Collected data
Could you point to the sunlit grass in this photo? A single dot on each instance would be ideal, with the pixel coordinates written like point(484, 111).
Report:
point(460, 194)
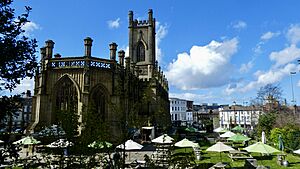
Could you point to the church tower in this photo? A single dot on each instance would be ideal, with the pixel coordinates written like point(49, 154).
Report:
point(142, 45)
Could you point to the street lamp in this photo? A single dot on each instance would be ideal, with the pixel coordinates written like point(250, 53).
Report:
point(292, 84)
point(234, 103)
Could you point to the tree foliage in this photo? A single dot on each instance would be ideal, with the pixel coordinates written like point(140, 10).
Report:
point(271, 93)
point(9, 106)
point(17, 52)
point(266, 122)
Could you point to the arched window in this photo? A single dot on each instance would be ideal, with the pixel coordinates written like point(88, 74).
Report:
point(98, 103)
point(140, 52)
point(66, 95)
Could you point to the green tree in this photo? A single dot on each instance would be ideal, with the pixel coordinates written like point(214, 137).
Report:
point(266, 122)
point(17, 52)
point(9, 106)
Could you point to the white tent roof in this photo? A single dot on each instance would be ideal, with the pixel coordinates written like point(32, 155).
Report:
point(227, 134)
point(186, 143)
point(163, 139)
point(297, 151)
point(219, 147)
point(61, 143)
point(219, 129)
point(130, 145)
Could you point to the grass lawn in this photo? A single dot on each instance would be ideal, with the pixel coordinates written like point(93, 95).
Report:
point(210, 158)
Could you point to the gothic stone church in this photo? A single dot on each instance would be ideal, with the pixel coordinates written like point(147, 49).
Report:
point(131, 90)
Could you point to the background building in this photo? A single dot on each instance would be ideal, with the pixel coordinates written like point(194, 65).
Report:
point(181, 110)
point(244, 116)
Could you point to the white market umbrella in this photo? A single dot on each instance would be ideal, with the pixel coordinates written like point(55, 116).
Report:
point(219, 147)
point(220, 130)
point(130, 145)
point(163, 139)
point(29, 140)
point(297, 151)
point(186, 143)
point(61, 143)
point(260, 147)
point(227, 134)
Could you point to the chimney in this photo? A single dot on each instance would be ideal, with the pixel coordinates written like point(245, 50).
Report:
point(49, 48)
point(113, 48)
point(121, 55)
point(130, 16)
point(88, 46)
point(150, 16)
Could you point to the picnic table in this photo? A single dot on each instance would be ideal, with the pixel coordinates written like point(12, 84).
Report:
point(239, 155)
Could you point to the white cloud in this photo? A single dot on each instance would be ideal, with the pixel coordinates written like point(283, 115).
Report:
point(204, 67)
point(25, 84)
point(286, 55)
point(268, 35)
point(263, 78)
point(239, 25)
point(293, 34)
point(161, 32)
point(114, 24)
point(29, 27)
point(245, 67)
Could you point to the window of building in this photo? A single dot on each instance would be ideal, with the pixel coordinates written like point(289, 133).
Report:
point(140, 52)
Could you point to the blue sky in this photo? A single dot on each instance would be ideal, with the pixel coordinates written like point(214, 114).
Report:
point(211, 51)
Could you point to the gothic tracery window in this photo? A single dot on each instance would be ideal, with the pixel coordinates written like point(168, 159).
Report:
point(140, 52)
point(66, 95)
point(99, 103)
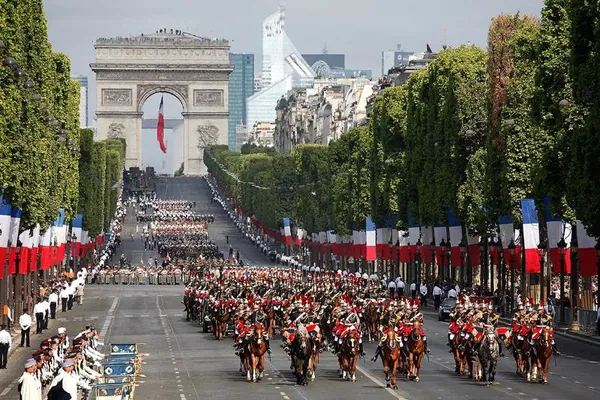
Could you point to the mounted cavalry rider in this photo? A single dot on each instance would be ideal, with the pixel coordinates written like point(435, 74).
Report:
point(388, 321)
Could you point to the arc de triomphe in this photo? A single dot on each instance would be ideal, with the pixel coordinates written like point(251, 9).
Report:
point(194, 70)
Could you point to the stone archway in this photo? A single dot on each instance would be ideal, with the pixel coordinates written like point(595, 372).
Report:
point(194, 70)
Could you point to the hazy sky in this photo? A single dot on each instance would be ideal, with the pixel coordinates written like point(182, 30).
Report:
point(361, 29)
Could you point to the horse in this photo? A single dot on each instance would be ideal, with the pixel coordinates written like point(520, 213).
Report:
point(540, 357)
point(413, 353)
point(302, 352)
point(348, 356)
point(391, 358)
point(488, 353)
point(221, 318)
point(254, 354)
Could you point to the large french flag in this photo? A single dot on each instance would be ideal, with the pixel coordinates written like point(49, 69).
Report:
point(15, 222)
point(34, 244)
point(46, 250)
point(587, 251)
point(160, 128)
point(371, 240)
point(77, 229)
point(557, 229)
point(531, 236)
point(24, 238)
point(455, 228)
point(440, 233)
point(287, 231)
point(5, 211)
point(508, 234)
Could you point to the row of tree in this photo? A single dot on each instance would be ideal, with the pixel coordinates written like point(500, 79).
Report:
point(46, 161)
point(474, 133)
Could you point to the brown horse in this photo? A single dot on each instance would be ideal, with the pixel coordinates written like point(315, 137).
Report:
point(540, 357)
point(391, 358)
point(348, 356)
point(413, 352)
point(254, 354)
point(221, 319)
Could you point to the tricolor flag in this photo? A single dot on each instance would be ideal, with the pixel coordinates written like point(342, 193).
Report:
point(34, 244)
point(24, 238)
point(76, 228)
point(531, 236)
point(587, 252)
point(15, 222)
point(287, 231)
point(5, 211)
point(557, 229)
point(371, 240)
point(160, 128)
point(455, 228)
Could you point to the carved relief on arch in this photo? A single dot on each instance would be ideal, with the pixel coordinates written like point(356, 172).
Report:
point(145, 91)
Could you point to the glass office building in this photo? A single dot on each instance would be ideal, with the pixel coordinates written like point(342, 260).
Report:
point(241, 86)
point(283, 68)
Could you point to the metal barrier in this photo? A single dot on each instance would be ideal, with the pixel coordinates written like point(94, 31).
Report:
point(586, 318)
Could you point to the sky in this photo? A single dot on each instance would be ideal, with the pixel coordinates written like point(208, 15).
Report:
point(361, 29)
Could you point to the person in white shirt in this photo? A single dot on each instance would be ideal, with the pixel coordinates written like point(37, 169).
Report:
point(423, 291)
point(38, 311)
point(30, 387)
point(5, 345)
point(53, 299)
point(413, 290)
point(64, 297)
point(25, 322)
point(437, 296)
point(392, 289)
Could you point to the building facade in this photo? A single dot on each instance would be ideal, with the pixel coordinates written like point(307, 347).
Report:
point(283, 68)
point(241, 86)
point(83, 100)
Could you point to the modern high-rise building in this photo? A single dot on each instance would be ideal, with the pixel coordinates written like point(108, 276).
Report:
point(393, 58)
point(283, 68)
point(241, 86)
point(83, 99)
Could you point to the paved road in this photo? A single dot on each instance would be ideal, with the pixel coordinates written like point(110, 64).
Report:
point(185, 364)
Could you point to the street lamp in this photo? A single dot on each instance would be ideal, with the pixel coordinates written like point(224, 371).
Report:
point(511, 251)
point(574, 285)
point(419, 245)
point(542, 255)
point(443, 254)
point(562, 249)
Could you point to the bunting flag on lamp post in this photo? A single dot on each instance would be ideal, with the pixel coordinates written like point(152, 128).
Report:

Brief
Replace every "Report" in the records with "Points" and keep everything else the same. Leave the pictures out of your answer.

Final answer
Could you point to the sunlit grass in this photo? A single dot on each instance would be ideal, with the pixel coordinates written like point(484, 111).
Points:
point(460, 194)
Could you point to the church tower in this photo? A single dot on each instance would be ideal, with the pixel coordinates written like point(49, 154).
Points:
point(142, 45)
Could you point to the street lamp in this photo? A single dot on each instance would be ideal, with the pixel coordinates written like point(250, 53).
Points:
point(292, 84)
point(234, 103)
Could you point to the tree foliage in this photo? A single dot on each instance would be ideal, with the pixel coordinates written like point(140, 10).
Points:
point(271, 93)
point(9, 106)
point(17, 52)
point(266, 122)
Could you point to the arched window in this photo? A single dot on each instance would be ideal, with the pixel coordinates written like point(88, 74).
Points:
point(98, 103)
point(140, 52)
point(66, 95)
Could you point to the green tree in this photo? A single dot on each instance would be ideal, with the pixel coordinates written like point(214, 137).
Points:
point(266, 122)
point(17, 52)
point(9, 106)
Could you point to the white tent roof in this photo? A single dot on each instance would be ideal, with the pixel coordinates written like point(32, 155).
Points:
point(227, 134)
point(186, 143)
point(163, 139)
point(297, 151)
point(219, 147)
point(61, 143)
point(219, 129)
point(130, 145)
Could you point to the grass lawn in this photo? A single dot on each instance would be ideal, with the pixel coordinates written like point(93, 95).
Points:
point(210, 158)
Could you point to the gothic stone church in this photo? A single dot on each instance would be ideal, with the pixel coordinates written like point(147, 49).
Points:
point(131, 90)
Could you point to the background building in this photo? A single dot on each instance would be ideal, with the pixel coordinates written like point(194, 65).
Points:
point(181, 110)
point(244, 116)
Could you point to the white market umbrella in this photo? A single dot on each instance would be ideal, with the pixel coordinates written like point(55, 116).
Points:
point(219, 147)
point(220, 130)
point(130, 145)
point(163, 139)
point(29, 140)
point(297, 151)
point(186, 143)
point(61, 143)
point(260, 147)
point(227, 134)
Could you point to the chimney in this photo? A single dot on each instance would be ideal, with the pixel coordinates written like point(245, 50).
Points:
point(49, 48)
point(113, 48)
point(121, 55)
point(130, 16)
point(88, 46)
point(150, 16)
Could you point to the picnic table in this photo? A single dot on each instance would be ideal, with the pixel coordinates written like point(12, 84).
Points:
point(239, 155)
Could you point to the white cloud in this photo? A single dot on each instance would be ideal, with the pixel coordinates written like point(283, 115).
Points:
point(204, 67)
point(25, 84)
point(286, 55)
point(268, 35)
point(263, 78)
point(239, 25)
point(293, 34)
point(161, 32)
point(114, 24)
point(29, 27)
point(245, 67)
Could you point to the window of building in this photo? A single dot on each instance would be ideal, with the pixel coordinates written like point(289, 133).
Points:
point(140, 52)
Could you point to the blue sky in this photo? A single dot on each instance would be ideal, with the pixel coordinates written like point(214, 114).
Points:
point(211, 51)
Could you point to the gothic tracery window in this photo? A single dot on each instance would be ideal, with the pixel coordinates written like point(168, 159).
Points:
point(140, 52)
point(66, 95)
point(99, 103)
Could you point to the mounted cavalry rider in this photo? A single dot on each instance would be ideal, with the pixel coordinates written like point(435, 74).
Points:
point(388, 321)
Could you point to the arc de triomphe in this photo? A single dot on each instance would be ideal, with the pixel coordinates written like point(251, 9).
Points:
point(194, 70)
Could you point to the stone archway in this photo? A single dot on each instance would be ideal, with the pixel coordinates written like point(595, 372).
Points:
point(194, 70)
Could you point to the hazy sky in this photo? A single dot on each instance would be ideal, with the pixel coordinates written like point(182, 30).
Points:
point(361, 29)
Could you point to the horse in this photo? A single dot on each instance would be ideal, with the pixel coordinates written like point(520, 213).
Points:
point(540, 357)
point(413, 353)
point(302, 352)
point(348, 356)
point(391, 358)
point(488, 353)
point(221, 318)
point(254, 354)
Could you point to the large french flag in this photo? A single dot on each instance would be ideal, with the pixel coordinates written like point(49, 69).
Points:
point(15, 222)
point(34, 244)
point(46, 250)
point(587, 251)
point(160, 128)
point(371, 240)
point(77, 229)
point(557, 229)
point(531, 236)
point(24, 238)
point(455, 228)
point(440, 233)
point(287, 231)
point(5, 211)
point(508, 234)
Could you point to the row of tree in this photo? A single dot on each instance would be ideal, with the pixel coordinates written like point(500, 79).
Points:
point(46, 161)
point(474, 133)
Could you point to the brown horse in this photo? A single dot on each instance would be ideal, with the pixel coordinates written like point(315, 137).
Points:
point(540, 357)
point(391, 358)
point(348, 356)
point(413, 352)
point(254, 354)
point(221, 319)
Could you point to the tricolor flag in this photo? A single dot on each instance would be ideal, with the pixel coordinates written like point(342, 193).
Points:
point(34, 244)
point(24, 238)
point(76, 228)
point(531, 236)
point(587, 252)
point(15, 222)
point(287, 231)
point(5, 211)
point(557, 229)
point(371, 240)
point(160, 128)
point(455, 228)
Could you point to the carved relief on arch in this photo? A single dot on each instance would be ideal, with the pixel coordinates written like point(356, 172).
Points:
point(145, 91)
Could you point to the glass office building in this photo? A single dot on each instance would be ideal, with the pixel coordinates written like point(342, 260).
Points:
point(241, 86)
point(283, 68)
Could you point to the metal barrier in this photo? A single dot on each instance would be ideal, with the pixel coordinates written like point(94, 31).
Points:
point(586, 318)
Could you point to the sky in this photo? A single dot on each instance would be ideal, with the pixel coordinates written like point(208, 15).
Points:
point(361, 29)
Could you point to the person in white shirt in this photo? A single dot on each instance would be ideal, with the pixel coordinates written like point(37, 169).
Points:
point(423, 291)
point(38, 311)
point(30, 387)
point(5, 345)
point(53, 299)
point(413, 290)
point(64, 297)
point(25, 322)
point(437, 296)
point(392, 289)
Could you point to the building facade in this photo? A single dot on each instance would be ideal, with the pixel coordinates written like point(307, 347).
Points:
point(283, 68)
point(241, 86)
point(83, 100)
Could you point to the modern high-rise building in this photo? A single dot on each instance would be ideal, with the pixel coordinates written like point(108, 276).
Points:
point(393, 58)
point(283, 68)
point(241, 86)
point(83, 99)
Could you point to the paved road in this photo? A single dot on each instance would be ideal, with the pixel coordinates written like point(110, 64).
Points:
point(185, 364)
Could you point to the street lamp in this photo? A single dot on each instance would be ideal, with the pixel coordinates written like point(224, 371).
Points:
point(511, 251)
point(574, 285)
point(419, 245)
point(542, 255)
point(443, 254)
point(562, 249)
Could you point to the bunting flag on lamp post in this photo? A single dot on each instance would be ideal, with the pixel coordinates written like point(152, 128).
Points:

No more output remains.